Start of Provided information

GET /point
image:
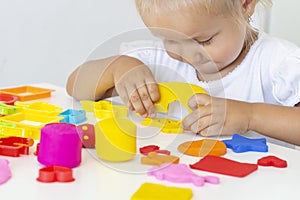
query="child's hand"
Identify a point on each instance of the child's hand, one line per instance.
(216, 116)
(138, 89)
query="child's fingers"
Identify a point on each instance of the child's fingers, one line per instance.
(199, 100)
(146, 100)
(153, 91)
(201, 124)
(137, 103)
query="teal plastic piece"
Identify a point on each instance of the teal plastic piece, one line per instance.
(240, 144)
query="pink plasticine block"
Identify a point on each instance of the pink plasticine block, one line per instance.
(180, 173)
(60, 145)
(5, 173)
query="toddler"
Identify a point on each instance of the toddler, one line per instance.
(253, 79)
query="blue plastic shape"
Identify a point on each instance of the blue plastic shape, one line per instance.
(240, 144)
(73, 116)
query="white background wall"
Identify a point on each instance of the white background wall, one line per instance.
(43, 40)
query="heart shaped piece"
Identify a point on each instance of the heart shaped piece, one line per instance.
(55, 174)
(272, 161)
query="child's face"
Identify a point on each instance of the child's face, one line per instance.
(221, 38)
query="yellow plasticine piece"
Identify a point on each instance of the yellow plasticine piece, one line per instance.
(8, 109)
(176, 91)
(38, 108)
(104, 109)
(115, 139)
(203, 148)
(161, 192)
(29, 124)
(166, 125)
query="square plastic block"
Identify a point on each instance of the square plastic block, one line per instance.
(25, 93)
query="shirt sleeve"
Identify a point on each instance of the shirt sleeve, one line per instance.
(286, 80)
(142, 50)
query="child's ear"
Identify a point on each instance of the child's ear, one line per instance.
(249, 6)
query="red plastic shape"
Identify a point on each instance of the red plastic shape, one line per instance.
(272, 161)
(224, 166)
(55, 173)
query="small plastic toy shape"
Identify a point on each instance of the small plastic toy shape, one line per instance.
(15, 146)
(272, 161)
(176, 91)
(180, 173)
(153, 148)
(224, 166)
(55, 174)
(87, 135)
(25, 93)
(7, 109)
(73, 116)
(115, 139)
(29, 124)
(203, 147)
(161, 192)
(60, 145)
(166, 125)
(240, 144)
(104, 109)
(38, 108)
(154, 158)
(8, 99)
(5, 172)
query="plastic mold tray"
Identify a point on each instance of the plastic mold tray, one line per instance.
(28, 125)
(25, 93)
(105, 109)
(38, 108)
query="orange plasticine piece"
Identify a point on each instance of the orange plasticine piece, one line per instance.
(203, 147)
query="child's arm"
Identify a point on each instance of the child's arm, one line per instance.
(132, 80)
(222, 116)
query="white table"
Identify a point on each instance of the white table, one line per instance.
(96, 179)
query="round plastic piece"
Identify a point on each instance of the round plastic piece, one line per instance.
(60, 145)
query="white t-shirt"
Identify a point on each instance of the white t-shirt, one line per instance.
(269, 73)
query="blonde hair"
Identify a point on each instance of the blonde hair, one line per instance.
(232, 8)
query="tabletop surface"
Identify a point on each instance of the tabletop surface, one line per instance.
(98, 179)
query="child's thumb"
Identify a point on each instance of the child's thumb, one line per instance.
(199, 100)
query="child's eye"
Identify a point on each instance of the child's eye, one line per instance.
(205, 42)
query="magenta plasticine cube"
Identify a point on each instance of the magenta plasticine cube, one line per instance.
(60, 145)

End of Provided information

**Problem to work on:**
Transcribe every entry word for word, but skip the pictures.

**Exercise result:**
GET /point
image:
query="child's hand"
Identify a point on each instance of the child's hand, one line per instance.
(216, 116)
(138, 89)
query="child's fingers"
Identify a point on each instance of the child's fingers, one line per instance.
(199, 100)
(146, 100)
(153, 91)
(201, 124)
(137, 103)
query="teal plastic piece"
Identify a point on each instance of the teal plastic piece, one line per instance.
(240, 144)
query="pink plasticine block"
Identify a point on each instance of the pink plasticine block, one line per instance.
(180, 173)
(60, 145)
(5, 173)
query="toddler"
Identify a point on each instance of the toddler, one line per instance.
(253, 79)
query="blue plastic shape"
Identify a point on each instance of the blue plastic shape, one line per instance.
(240, 144)
(73, 116)
query="white background wall"
Identify a point on each instance of the white background wall, one line per instance.
(43, 40)
query="heart shaped piece"
Identify a point on each instance of the heart shaped piece, one line per instance.
(55, 174)
(272, 161)
query="child's face"
Identify a point on each instance of the child's face, one line per instance.
(221, 38)
query="yellow plasticine piece"
Identify a point on each instance of the yellow plasticine piece, one line per instance.
(8, 109)
(176, 91)
(38, 108)
(104, 109)
(115, 139)
(203, 148)
(161, 192)
(29, 124)
(166, 125)
query="square plastic block"
Identify a point on each instance of the square plastic block, one line per instance.
(25, 93)
query="shirt sleeve"
Identify a point on each instance of the shirt sleeve, one line per instance.
(286, 80)
(142, 50)
query="child's ear"
Identify a point on each instance of the child's ear, one line per instance.
(249, 6)
query="red plastic shape"
Identify a point on each instance of the red plastic shape, one line per instance.
(272, 161)
(224, 166)
(55, 173)
query="small plastic toy shape"
Identify a point on each instance of the small plastic toy shape, one line per instance.
(15, 146)
(272, 161)
(176, 91)
(180, 173)
(153, 148)
(224, 166)
(55, 174)
(87, 135)
(25, 93)
(7, 109)
(73, 116)
(115, 139)
(29, 124)
(203, 147)
(161, 192)
(60, 145)
(166, 125)
(240, 144)
(104, 109)
(38, 108)
(154, 158)
(8, 99)
(5, 172)
query="plastic mold tray"
Identify a point on each instance of the plastic mold tray, one line per instance.
(28, 125)
(25, 93)
(105, 109)
(38, 108)
query="orange plasticine piece"
Identify a point on each instance of the orange plasticine piece, one line per instance.
(203, 147)
query="child's arm"
Identify a point on each instance of the child's arm, one line per instance.
(132, 80)
(222, 116)
query="white table"
Identify a point on each instance of the white table, one line per instance.
(96, 179)
query="round plastic piece"
Identify a point on each instance of the round plastic piece, one line per instance.
(60, 145)
query="white t-shirt"
Identify a point on each instance of the white t-shirt, one line per instance.
(269, 73)
query="blonde hair"
Identify a point on each instance of the blonde hair, one line per instance.
(232, 8)
query="tabletop surface"
Identify a point on each instance of the tabletop surface, one line per instance.
(98, 179)
query="child's thumb"
Identify a point on each instance of the child's thumb, one line per instance.
(199, 100)
query="child's eye"
Identify a point on each instance of the child's eye, one line per instance.
(205, 42)
query="magenta plasticine cube"
Identify a point on each instance of the magenta plasticine cube, one line per instance.
(60, 145)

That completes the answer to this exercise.